Hoge Raad, 07-12-2010, BO1281, 09/00141
Hoge Raad, 07-12-2010, BO1281, 09/00141
Gegevens
- Instantie
- Hoge Raad
- Datum uitspraak
- 7 december 2010
- Datum publicatie
- 7 december 2010
- Annotator
- ECLI
- ECLI:NL:HR:2010:BO1281
- Formele relaties
- Conclusie: ECLI:NL:PHR:2010:BO1281
- Zaaknummer
- 09/00141
Inhoudsindicatie
Bevestiging vonnis. Aan verdachte is de oproeping om te verschijnen op de tz. in h.b. naar aanleiding waarvan het bestreden arrest is gewezen, tijdig en op de bij de wet voorgeschreven wijze betekend. Blijkens het p-v t.t.z. is verdachte aldaar niet verschenen. Gelet op dit e.e.a. heeft het Hof kennelijk aangenomen, hetgeen niet onbegrijpelijk is, dat verdachte geen t.t.z. van de Pr gevoerd verweer in h.b. wenste te handhaven. Daarom was het Hof niet gehouden bepaaldelijk te beslissen op een eventueel in e.a. gevoerd verweer. Conclusie AG: anders.
Uitspraak
7 december 2010
Strafkamer
Nr. 09/00141
Hoge Raad der Nederlanden
Arrest
op het beroep in cassatie tegen een bij verstek gewezen arrest van het Gerechtshof te Amsterdam van 25 maart 2004, nummer 23/001297-03, in de strafzaak tegen:
[Verdachte], geboren te [geboorteplaats] op [geboortedatum] 1960, wonende te [woonplaats].
1. Geding in cassatie
Het beroep is ingesteld door de verdachte. Namens deze heeft mr. J. Kuijper, advocaat te Amsterdam, bij schriftuur middelen van cassatie voorgesteld. De schriftuur is aan dit arrest gehecht en maakt daarvan deel uit.

**Wat gevraagd wordt**: Zet het arrest van de Hoge Raad alstublieft voort, te beginnen na de laatste zin van de tekst. De gegevens hierna staan los van het arrest van de Hoge Raad.

**Vastgelegde gegevens**:

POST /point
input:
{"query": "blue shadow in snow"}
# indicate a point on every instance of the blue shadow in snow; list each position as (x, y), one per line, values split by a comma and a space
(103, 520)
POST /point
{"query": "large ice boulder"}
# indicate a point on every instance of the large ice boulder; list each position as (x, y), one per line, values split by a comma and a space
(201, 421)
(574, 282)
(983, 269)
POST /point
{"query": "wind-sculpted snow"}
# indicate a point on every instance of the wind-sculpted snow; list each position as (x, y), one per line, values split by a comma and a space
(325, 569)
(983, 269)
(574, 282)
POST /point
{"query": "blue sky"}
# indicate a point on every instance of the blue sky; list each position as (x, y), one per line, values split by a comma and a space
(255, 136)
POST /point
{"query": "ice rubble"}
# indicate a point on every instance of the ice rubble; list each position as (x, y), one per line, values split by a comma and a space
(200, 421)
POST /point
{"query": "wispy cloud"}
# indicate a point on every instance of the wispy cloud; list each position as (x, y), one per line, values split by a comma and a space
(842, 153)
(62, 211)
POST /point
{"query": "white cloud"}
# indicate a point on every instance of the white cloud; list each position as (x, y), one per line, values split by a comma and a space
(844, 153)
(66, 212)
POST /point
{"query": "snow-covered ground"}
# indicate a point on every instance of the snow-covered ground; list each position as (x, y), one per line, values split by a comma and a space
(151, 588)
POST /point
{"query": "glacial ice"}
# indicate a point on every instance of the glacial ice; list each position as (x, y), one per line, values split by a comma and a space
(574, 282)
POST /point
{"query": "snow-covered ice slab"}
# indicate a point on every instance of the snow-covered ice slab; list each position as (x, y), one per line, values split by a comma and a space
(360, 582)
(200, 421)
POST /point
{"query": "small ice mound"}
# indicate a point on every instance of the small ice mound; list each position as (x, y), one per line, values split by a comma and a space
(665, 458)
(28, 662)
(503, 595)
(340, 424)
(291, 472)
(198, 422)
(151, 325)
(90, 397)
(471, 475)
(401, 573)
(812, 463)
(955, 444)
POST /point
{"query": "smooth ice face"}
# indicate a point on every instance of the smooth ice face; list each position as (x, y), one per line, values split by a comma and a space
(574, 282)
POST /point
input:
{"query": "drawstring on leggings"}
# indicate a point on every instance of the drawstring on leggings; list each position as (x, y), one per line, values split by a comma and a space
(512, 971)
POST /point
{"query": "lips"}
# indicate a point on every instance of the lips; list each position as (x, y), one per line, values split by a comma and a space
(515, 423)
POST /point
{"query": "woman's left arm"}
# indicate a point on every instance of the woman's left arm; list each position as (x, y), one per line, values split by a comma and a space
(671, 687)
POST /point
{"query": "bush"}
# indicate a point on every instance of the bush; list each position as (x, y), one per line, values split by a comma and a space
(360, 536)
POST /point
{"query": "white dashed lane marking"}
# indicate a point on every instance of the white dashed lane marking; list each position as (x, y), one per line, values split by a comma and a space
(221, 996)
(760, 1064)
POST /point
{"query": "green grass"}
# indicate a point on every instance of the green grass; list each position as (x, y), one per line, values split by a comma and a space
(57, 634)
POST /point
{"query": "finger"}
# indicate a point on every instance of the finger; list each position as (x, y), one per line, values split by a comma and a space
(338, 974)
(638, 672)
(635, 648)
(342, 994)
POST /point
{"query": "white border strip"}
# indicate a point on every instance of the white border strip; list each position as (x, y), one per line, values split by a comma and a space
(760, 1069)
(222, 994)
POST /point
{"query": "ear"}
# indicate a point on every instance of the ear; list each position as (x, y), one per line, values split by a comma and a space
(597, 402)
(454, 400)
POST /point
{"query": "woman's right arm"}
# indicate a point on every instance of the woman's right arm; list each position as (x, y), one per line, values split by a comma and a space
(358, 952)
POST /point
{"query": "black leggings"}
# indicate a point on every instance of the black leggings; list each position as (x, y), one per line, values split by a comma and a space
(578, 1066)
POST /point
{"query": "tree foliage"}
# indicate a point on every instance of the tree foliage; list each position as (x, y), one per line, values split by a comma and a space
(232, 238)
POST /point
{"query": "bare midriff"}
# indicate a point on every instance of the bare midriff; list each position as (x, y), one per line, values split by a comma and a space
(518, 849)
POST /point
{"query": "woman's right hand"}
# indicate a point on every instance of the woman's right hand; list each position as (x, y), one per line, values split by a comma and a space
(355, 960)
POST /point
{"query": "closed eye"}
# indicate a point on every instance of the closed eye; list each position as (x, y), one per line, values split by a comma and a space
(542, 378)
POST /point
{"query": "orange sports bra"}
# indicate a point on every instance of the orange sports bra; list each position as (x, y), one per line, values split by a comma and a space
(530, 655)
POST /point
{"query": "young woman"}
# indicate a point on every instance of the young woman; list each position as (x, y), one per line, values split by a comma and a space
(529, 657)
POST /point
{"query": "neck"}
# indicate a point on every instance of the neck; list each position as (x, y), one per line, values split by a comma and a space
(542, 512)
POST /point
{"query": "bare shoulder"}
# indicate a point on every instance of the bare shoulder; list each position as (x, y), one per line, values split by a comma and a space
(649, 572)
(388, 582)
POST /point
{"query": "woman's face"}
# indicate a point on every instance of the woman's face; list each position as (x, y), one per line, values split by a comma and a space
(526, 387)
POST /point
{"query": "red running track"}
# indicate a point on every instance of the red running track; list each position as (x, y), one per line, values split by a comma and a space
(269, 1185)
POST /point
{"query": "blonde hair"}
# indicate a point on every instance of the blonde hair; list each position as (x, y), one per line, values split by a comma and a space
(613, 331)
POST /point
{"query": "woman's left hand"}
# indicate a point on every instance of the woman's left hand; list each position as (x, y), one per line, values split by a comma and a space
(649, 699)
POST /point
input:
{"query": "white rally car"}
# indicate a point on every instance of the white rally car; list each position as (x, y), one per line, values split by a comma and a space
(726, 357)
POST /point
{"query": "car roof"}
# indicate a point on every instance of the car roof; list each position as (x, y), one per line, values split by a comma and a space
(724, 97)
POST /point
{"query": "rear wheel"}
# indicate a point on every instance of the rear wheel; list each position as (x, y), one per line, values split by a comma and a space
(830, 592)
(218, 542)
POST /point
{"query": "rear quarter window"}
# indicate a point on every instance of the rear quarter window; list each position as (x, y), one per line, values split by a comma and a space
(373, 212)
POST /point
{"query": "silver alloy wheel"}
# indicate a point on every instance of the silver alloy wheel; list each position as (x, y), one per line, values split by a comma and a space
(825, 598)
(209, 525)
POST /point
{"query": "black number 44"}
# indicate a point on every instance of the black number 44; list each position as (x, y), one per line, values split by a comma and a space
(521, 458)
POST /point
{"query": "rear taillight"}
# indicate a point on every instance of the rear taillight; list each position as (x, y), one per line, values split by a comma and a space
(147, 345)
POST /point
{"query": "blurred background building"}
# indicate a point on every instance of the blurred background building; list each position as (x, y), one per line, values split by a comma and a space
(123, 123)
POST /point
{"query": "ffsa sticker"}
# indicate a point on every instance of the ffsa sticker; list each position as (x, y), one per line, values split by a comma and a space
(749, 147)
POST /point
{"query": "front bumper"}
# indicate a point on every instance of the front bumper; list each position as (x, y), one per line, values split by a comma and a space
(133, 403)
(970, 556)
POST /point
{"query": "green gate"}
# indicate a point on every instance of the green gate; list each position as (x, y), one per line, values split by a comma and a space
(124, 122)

**Uitvoer**:
De Advocaat-Generaal Vellinga heeft geconcludeerd tot vernietiging van het bestreden arrest wat betreft het onder 1 tenlastegelegde en de opgelegde straf en in zoverre tot terugwijzing van de zaak naar het Hof dan wel verwijzing naar een aangrenzend hof, teneinde op het bestaande hoger beroep opnieuw te worden berecht en afgedaan, met verwerping van het beroep voor het overige.
2. Beoordeling van het eerste middel
2.1. Het middel behelst de klacht dat de redelijke termijn als bedoeld in art. 6, eerste lid, EVRM is overschreden nu het Openbaar Ministerie bij de betekening van de verstekmededeling inzake de bestreden uitspraak niet de nodige voortvarendheid heeft betracht.
2.2. Het middel klaagt daarover terecht. Tot cassatie behoeft dit evenwel niet te leiden, nu gelet op de aan de verdachte opgelegde geldboete van € 700,-, subsidiair 14 dagen hechtenis, waarvan € 350,- subsidiair 7 dagen hechtenis voorwaardelijk, en de mate waarin de redelijke termijn is overschreden, er geen aanleiding is om aan het oordeel dat de redelijke termijn is overschreden enig rechtsgevolg te verbinden. De Hoge Raad zal met dat oordeel volstaan.
3. Beoordeling van het tweede middel
3.1. Het middel klaagt dat het Hof door het vonnis van de Politierechter te bevestigen de juistheid van het door de verdachte ter terechtzitting in eerste aanleg ten aanzien van feit 1 gevoerde verweer in het midden heeft gelaten waardoor de bewezenverklaring van het opzet niet toereikend is gemotiveerd.
3.2. Aan de verdachte is de oproeping om te verschijnen op de terechtzitting in hoger beroep naar aanleiding waarvan het bestreden arrest is gewezen, tijdig en op de bij de wet voorgeschreven wijze betekend. Blijkens het proces-verbaal van die terechtzitting is de verdachte aldaar niet verschenen. Gelet op dit een en ander heeft het Hof kennelijk aangenomen, hetgeen niet onbegrijpelijk is, dat de verdachte geen ter terechtzitting van de Politierechter gevoerd verweer in hoger beroep wenste te handhaven. Daarom was het Hof niet gehouden bepaaldelijk te beslissen op een eventueel in eerste aanleg gevoerd verweer.
3.3. Reeds om deze reden faalt het middel.
4. Beslissing
De Hoge Raad verwerpt het beroep.
Dit arrest is gewezen door de vice-president A.J.A. van Dorst als voorzitter, en de raadsheren J. de Hullu en H.A.G. Splinter-van Kan, in bijzijn van de waarnemend griffier E. Schnetz, en uitgesproken op 7 december 2010.